◆ **WHAT YOU HAVE TO DO**:
Collect every line of the records below that contains the word "wall". Treat uppercase and lowercase letters as different, so only matches with the same case count.

Items listed in a dataset:
((

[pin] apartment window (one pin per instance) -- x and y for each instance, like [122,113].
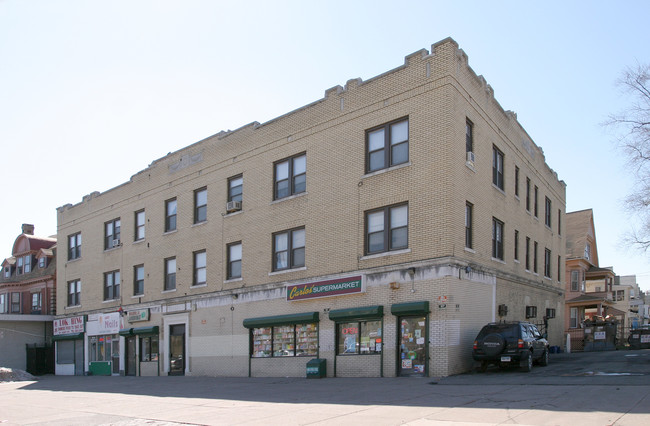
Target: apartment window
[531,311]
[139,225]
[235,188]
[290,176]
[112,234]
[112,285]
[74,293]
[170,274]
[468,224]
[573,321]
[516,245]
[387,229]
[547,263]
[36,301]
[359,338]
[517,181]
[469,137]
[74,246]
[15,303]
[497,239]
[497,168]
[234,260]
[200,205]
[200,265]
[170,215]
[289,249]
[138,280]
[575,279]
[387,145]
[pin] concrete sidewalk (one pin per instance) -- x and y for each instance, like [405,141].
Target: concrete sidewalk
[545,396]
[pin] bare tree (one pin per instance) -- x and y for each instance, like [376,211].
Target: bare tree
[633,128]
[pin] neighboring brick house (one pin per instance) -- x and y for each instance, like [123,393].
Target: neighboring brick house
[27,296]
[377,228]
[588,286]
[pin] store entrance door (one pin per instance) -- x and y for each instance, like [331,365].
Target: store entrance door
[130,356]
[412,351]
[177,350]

))
((

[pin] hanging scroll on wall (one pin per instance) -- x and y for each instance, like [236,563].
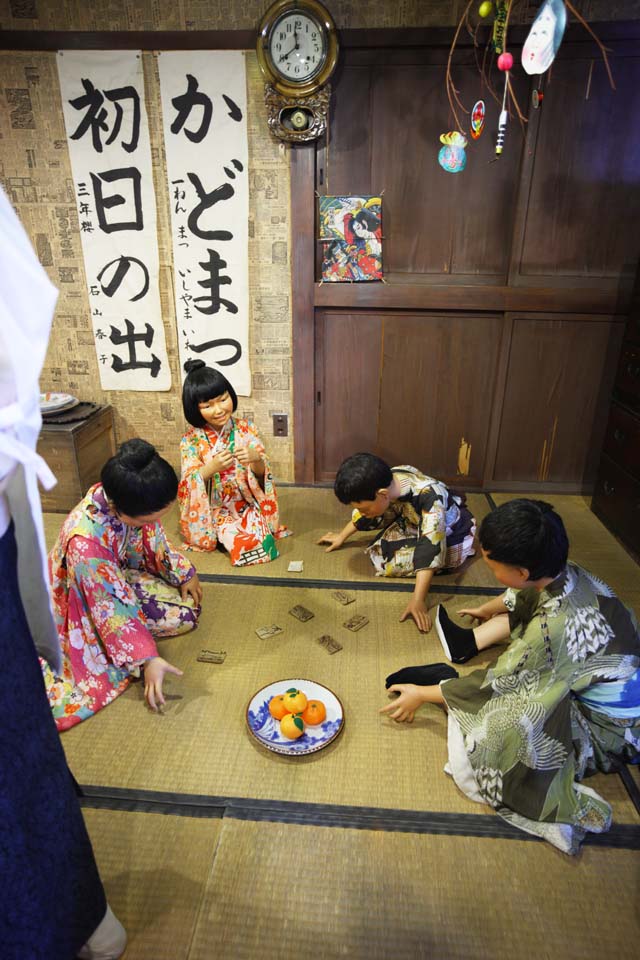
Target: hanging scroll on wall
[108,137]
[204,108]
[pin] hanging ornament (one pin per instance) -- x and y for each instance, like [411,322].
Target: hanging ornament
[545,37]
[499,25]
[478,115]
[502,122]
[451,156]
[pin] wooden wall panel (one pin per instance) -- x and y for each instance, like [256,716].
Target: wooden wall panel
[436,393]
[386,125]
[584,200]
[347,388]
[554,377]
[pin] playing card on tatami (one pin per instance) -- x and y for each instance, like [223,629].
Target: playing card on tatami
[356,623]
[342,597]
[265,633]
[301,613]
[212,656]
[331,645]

))

◆ **RESULT OF THIS EXERCISE**:
[pin] hanging scroll on wall (one pin per instance) -- x and y for each instance, like [236,563].
Target: hanging scroll on wall
[pin] wooden wall panel (one pin per instance) -- x and y for each instance, like [256,716].
Target: wooden wall panel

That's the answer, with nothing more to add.